- _DIRECTIVE_:
Copy out every line of the material below that contains the string "stick", matching case exactly.

- _SOURCE RECORDS_:
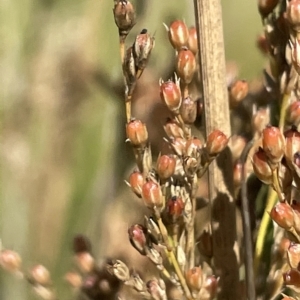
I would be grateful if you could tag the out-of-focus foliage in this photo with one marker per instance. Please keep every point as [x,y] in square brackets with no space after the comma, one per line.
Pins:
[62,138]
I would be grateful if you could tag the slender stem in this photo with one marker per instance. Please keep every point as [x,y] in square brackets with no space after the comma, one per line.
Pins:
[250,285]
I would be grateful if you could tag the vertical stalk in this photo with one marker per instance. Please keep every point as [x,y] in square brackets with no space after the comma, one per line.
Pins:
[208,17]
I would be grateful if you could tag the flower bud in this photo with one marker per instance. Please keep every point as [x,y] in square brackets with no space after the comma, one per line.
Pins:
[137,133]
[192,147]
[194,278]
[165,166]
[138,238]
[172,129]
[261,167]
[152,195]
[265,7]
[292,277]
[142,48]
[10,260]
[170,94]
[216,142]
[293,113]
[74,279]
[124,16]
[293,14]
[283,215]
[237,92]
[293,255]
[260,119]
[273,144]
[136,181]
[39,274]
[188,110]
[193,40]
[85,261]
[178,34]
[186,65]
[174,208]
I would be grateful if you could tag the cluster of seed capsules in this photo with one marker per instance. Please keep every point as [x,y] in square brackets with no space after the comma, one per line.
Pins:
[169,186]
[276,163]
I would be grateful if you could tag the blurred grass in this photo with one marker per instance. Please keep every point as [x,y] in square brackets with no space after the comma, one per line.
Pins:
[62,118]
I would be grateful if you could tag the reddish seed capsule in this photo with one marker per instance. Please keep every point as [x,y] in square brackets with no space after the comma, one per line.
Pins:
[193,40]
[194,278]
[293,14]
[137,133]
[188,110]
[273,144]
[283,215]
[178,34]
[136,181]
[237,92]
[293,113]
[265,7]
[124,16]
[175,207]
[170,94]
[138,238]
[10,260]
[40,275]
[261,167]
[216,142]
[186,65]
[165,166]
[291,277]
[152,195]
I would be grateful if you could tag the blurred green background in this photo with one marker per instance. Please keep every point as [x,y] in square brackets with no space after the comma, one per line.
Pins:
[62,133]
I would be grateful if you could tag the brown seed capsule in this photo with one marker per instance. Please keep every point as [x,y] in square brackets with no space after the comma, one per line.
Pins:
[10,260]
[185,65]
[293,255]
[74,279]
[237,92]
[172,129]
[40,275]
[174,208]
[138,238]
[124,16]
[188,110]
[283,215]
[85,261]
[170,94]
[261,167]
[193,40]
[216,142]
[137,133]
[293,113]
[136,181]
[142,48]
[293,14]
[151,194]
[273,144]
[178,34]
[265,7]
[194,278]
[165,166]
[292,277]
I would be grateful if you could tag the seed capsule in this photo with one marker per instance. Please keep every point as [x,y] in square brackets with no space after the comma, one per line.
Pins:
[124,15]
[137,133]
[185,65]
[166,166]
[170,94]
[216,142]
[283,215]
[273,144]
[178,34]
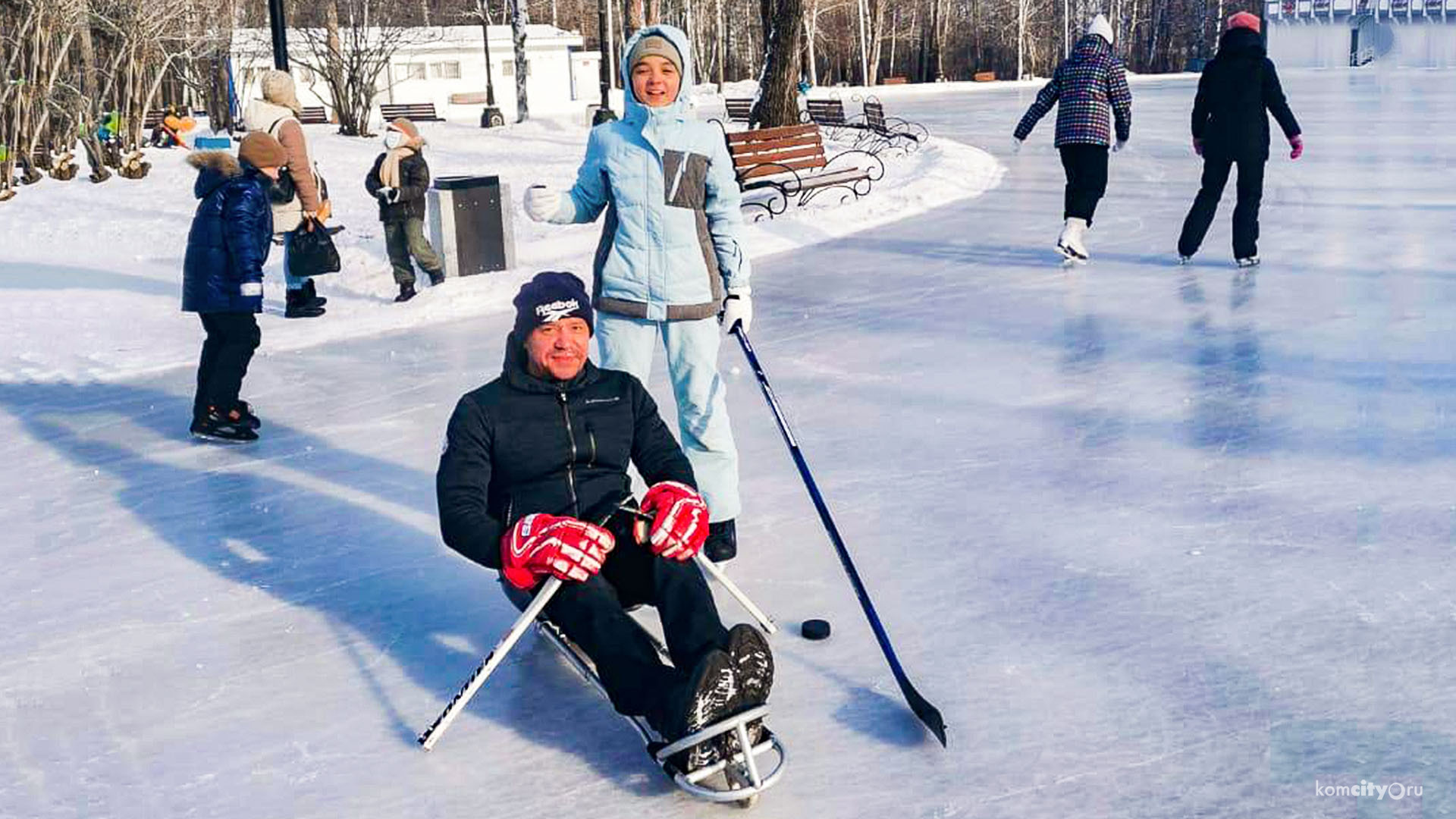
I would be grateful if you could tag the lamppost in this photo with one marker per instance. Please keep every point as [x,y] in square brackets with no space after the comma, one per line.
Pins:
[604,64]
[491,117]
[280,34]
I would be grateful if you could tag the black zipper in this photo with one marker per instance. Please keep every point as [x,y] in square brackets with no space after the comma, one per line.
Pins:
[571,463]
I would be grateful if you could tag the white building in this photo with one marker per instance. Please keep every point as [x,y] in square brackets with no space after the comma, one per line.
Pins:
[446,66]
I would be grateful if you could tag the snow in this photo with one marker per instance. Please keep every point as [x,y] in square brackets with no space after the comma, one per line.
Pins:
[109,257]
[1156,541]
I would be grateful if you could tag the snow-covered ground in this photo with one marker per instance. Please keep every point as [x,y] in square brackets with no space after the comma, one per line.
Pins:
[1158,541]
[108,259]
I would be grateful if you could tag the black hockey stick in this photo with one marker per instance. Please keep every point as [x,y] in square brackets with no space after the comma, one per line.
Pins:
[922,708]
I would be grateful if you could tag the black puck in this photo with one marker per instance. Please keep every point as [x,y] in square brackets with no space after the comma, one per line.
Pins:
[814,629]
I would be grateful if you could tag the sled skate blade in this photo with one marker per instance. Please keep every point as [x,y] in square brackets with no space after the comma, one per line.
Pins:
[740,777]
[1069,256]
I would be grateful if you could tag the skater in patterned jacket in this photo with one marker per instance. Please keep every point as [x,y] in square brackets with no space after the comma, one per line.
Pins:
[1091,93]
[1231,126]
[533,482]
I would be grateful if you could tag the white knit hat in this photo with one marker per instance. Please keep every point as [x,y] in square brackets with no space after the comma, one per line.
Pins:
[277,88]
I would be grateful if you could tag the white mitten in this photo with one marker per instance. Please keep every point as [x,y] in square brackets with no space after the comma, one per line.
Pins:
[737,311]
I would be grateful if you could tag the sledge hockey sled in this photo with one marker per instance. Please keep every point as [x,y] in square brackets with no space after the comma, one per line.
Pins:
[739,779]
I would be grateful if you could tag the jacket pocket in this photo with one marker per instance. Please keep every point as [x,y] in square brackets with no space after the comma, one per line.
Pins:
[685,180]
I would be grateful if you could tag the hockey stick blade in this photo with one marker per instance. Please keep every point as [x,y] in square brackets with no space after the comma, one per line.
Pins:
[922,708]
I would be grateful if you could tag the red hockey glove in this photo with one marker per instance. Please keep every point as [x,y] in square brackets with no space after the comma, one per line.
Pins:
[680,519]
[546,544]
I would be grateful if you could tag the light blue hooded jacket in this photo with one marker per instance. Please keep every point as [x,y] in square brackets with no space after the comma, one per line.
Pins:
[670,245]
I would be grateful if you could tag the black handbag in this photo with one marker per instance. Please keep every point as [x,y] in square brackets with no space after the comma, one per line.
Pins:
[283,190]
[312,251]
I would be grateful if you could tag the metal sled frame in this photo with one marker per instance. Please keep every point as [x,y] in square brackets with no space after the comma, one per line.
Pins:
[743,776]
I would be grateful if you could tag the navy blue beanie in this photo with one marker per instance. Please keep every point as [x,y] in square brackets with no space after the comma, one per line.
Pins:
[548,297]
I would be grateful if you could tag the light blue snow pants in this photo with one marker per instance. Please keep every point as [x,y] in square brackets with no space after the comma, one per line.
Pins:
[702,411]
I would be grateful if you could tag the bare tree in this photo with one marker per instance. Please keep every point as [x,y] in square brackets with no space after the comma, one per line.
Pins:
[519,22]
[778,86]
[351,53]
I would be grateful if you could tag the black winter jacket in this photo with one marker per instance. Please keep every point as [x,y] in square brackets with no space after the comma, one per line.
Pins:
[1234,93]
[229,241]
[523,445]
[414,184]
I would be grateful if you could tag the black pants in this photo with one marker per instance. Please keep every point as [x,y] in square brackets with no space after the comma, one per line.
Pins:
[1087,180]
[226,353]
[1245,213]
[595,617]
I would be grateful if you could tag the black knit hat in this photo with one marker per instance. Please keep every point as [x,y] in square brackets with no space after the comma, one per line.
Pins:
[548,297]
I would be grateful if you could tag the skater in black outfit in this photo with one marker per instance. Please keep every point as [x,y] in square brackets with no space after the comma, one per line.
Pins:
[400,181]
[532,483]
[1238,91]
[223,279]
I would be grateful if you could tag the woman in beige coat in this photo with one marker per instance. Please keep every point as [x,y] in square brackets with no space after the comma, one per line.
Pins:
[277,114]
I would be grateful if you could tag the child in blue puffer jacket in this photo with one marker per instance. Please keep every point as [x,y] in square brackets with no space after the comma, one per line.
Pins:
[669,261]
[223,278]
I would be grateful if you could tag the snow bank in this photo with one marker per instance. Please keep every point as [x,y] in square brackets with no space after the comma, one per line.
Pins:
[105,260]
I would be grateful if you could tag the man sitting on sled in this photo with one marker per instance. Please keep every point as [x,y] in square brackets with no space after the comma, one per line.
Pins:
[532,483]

...

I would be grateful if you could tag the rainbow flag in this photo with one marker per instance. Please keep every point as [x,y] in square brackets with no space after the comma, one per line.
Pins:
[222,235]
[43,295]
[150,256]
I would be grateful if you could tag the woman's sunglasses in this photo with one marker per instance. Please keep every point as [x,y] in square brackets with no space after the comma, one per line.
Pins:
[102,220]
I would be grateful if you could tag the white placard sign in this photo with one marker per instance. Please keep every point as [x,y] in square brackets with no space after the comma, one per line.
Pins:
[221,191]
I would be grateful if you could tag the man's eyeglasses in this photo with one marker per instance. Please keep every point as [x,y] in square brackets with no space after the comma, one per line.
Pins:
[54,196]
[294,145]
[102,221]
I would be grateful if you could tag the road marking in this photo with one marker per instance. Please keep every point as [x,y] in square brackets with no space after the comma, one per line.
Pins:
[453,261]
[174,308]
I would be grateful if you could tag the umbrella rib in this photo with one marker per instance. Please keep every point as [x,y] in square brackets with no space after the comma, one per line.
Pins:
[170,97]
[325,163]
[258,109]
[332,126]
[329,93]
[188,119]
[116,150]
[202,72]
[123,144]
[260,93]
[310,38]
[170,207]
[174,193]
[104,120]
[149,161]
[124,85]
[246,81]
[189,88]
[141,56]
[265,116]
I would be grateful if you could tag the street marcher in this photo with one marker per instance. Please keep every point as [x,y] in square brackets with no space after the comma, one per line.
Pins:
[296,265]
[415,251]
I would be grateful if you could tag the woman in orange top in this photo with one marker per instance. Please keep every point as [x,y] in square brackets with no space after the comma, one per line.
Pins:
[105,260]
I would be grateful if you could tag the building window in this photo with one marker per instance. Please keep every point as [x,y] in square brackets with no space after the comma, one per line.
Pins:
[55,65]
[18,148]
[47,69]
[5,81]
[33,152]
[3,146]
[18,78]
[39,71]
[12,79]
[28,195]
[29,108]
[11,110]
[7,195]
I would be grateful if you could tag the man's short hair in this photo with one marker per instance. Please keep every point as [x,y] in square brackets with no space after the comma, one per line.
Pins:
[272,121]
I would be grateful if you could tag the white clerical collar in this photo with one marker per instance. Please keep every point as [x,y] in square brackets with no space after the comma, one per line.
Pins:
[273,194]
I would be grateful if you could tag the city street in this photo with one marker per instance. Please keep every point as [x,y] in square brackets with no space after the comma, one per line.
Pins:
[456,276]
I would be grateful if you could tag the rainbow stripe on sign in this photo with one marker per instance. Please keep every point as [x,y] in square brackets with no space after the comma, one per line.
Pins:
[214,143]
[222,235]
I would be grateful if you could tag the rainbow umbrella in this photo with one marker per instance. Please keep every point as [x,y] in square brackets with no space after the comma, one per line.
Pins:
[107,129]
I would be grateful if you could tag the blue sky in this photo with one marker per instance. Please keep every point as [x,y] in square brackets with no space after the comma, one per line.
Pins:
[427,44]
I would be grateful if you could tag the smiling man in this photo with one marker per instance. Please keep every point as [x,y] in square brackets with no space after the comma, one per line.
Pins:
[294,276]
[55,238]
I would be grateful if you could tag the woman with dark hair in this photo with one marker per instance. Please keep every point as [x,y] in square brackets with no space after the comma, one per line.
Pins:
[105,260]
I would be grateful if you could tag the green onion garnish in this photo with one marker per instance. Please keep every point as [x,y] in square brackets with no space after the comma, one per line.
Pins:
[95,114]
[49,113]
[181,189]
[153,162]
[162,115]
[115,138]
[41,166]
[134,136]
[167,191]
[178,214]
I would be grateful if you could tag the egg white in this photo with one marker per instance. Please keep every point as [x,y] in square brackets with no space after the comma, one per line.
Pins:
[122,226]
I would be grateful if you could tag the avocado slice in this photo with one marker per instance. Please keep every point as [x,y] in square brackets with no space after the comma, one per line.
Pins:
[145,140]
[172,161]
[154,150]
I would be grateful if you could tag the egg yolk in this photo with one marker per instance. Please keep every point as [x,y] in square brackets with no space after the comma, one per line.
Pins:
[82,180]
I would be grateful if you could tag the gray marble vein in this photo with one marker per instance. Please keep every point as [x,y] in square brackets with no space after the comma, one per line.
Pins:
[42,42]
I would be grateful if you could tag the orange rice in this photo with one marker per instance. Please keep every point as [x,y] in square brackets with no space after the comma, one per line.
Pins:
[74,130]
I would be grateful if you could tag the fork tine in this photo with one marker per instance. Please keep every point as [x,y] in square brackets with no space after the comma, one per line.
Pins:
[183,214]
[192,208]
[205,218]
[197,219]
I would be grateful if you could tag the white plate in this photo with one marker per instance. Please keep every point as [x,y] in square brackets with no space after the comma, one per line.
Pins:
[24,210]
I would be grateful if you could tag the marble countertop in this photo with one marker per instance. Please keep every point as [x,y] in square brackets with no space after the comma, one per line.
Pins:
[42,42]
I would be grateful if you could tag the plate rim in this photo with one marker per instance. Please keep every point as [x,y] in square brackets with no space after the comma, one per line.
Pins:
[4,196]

- _SOLUTION TO THE EXERCISE_:
I would be grateful if you could tag the black hockey stick in this photo with one marker per instance. Please keep every point as [x,y] in square brackets with no space after the comma, one per line.
I would be grateful if you could tag the hockey stick blade in this photo with one marker per instance. Please keep every point as [x,y] in square brackets with no space after the comma, one per line.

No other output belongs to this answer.